What to do:
[A] List every Apache project that the passage on the Bronze and Silver layers names.
[B] Reproduce the passage on the Bronze and Silver layers word for word, between "At the Silver" and "either source alone.", inclusive.

The Bronze layer is intentionally append-only. Data engineering teams configure ingestion pipelines, whether streaming via Apache Flink or batch via Apache Spark, to write records to Bronze without modifying them. The only operations permitted in the Bronze layer are appends and metadata updates.

Because Bronze is stored using an open table format like Apache Iceberg, it benefits from ACID transactions and time travel even though the data itself is raw. This means concurrent streaming and batch jobs can safely append to the same Bronze table without corrupting each other’s writes. It also means that if a downstream pipeline produces incorrect results because of a data quality issue, data engineers can use Iceberg’s time travel to query the Bronze table as it existed at any point in the past to isolate exactly when and how the bad data entered the system.

The Bronze layer is typically not queryable by business analysts. Access is restricted to data engineers who use it as the input for Bronze-to-Silver transformation jobs.

Silver: The Cleansed and Enriched Layer

The Silver layer is where data quality enforcement happens. Automated transformation pipelines read incrementally from Bronze, apply a series of cleaning and enrichment operations, and write the results to Silver tables.

At the Silver layer, data engineers apply schema enforcement. Records that do not conform to the expected schema are either rejected into a separate quarantine table for investigation or remediated according to predefined rules. Duplicate records are identified and removed. Date and timestamp columns are standardized. Personally identifiable information is masked or replaced with tokenized identifiers according to the organization’s data privacy policy.

Silver tables also bring together data from multiple Bronze sources through joins and lookups. A Silver customer_orders table might join Bronze order records with Bronze customer profiles, enriching each order with the customer’s segment, region, and account status at the time of the order. This enrichment produces a dataset that is richer and more analytically useful than either source alone.

Silver data represents the enterprise’s single source of truth. It is the layer that multiple downstream teams and Gold-layer pipelines read from. Because all Gold tables ultimately derive from Silver, ensuring Silver data quality is the highest-leverage investment a data engineering team can make.

Given records:

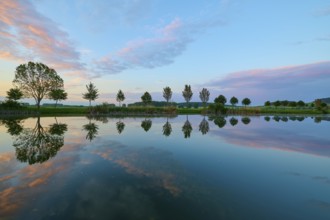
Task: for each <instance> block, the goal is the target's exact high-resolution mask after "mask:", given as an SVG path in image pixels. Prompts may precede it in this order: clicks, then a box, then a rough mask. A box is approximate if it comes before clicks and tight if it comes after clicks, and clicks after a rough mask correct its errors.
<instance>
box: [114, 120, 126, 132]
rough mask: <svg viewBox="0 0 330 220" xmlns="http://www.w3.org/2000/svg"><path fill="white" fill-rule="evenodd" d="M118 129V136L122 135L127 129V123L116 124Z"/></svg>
mask: <svg viewBox="0 0 330 220" xmlns="http://www.w3.org/2000/svg"><path fill="white" fill-rule="evenodd" d="M116 127H117V131H118V134H121V133H122V132H123V130H124V128H125V123H124V122H122V121H118V122H117V123H116Z"/></svg>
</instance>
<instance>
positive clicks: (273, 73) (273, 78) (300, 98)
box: [204, 61, 330, 103]
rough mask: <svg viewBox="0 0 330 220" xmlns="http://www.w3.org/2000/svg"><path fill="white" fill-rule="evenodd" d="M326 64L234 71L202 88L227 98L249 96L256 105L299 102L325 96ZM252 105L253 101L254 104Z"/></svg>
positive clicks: (328, 76)
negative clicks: (270, 101) (262, 103)
mask: <svg viewBox="0 0 330 220" xmlns="http://www.w3.org/2000/svg"><path fill="white" fill-rule="evenodd" d="M329 82H330V61H324V62H317V63H312V64H305V65H296V66H284V67H278V68H273V69H255V70H247V71H240V72H234V73H230V74H228V75H226V76H225V77H223V78H220V79H215V80H212V81H210V82H208V83H206V84H205V85H204V86H207V87H210V88H211V89H212V90H213V91H214V92H216V93H224V94H225V95H228V96H232V95H235V96H239V97H242V98H243V97H246V96H250V98H252V99H253V100H255V101H256V102H257V103H263V102H264V101H266V100H269V99H293V100H295V99H296V100H297V99H303V100H305V101H312V100H314V99H315V98H322V97H327V96H329V93H328V86H327V85H328V84H329ZM254 103H255V102H254Z"/></svg>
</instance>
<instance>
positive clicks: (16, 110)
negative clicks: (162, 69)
mask: <svg viewBox="0 0 330 220" xmlns="http://www.w3.org/2000/svg"><path fill="white" fill-rule="evenodd" d="M92 109H93V113H94V114H98V115H111V116H130V115H152V116H155V115H165V114H166V115H176V114H183V115H185V114H205V113H208V114H212V112H211V111H210V110H207V109H204V108H176V107H173V106H169V107H154V106H139V107H109V106H103V105H98V106H93V107H92ZM227 109H228V111H227V114H236V115H260V114H298V115H299V114H300V115H307V114H308V115H318V114H327V113H329V112H330V110H329V109H327V110H326V111H325V110H323V111H322V110H317V109H315V108H311V107H304V108H299V107H277V108H276V107H265V106H257V107H227ZM15 111H30V112H37V111H38V109H37V108H36V107H34V106H29V107H24V108H23V109H22V110H15ZM39 113H40V115H42V116H52V115H61V116H74V115H77V116H79V115H87V114H89V113H90V107H87V106H84V107H78V106H74V107H63V106H59V107H57V108H55V107H45V106H42V107H40V110H39Z"/></svg>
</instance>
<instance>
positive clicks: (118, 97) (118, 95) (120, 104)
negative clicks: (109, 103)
mask: <svg viewBox="0 0 330 220" xmlns="http://www.w3.org/2000/svg"><path fill="white" fill-rule="evenodd" d="M116 100H117V102H119V106H121V102H122V101H124V100H125V95H124V93H123V92H122V91H121V90H119V91H118V93H117V97H116Z"/></svg>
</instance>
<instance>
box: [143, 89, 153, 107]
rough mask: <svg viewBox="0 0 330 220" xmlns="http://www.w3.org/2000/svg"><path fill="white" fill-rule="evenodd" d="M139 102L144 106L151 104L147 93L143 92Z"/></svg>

Answers by item number:
[A] Apache Flink, Apache Spark, Apache Iceberg

[B]
At the Silver layer, data engineers apply schema enforcement. Records that do not conform to the expected schema are either rejected into a separate quarantine table for investigation or remediated according to predefined rules. Duplicate records are identified and removed. Date and timestamp columns are standardized. Personally identifiable information is masked or replaced with tokenized identifiers according to the organization’s data privacy policy.

Silver tables also bring together data from multiple Bronze sources through joins and lookups. A Silver customer_orders table might join Bronze order records with Bronze customer profiles, enriching each order with the customer’s segment, region, and account status at the time of the order. This enrichment produces a dataset that is richer and more analytically useful than either source alone.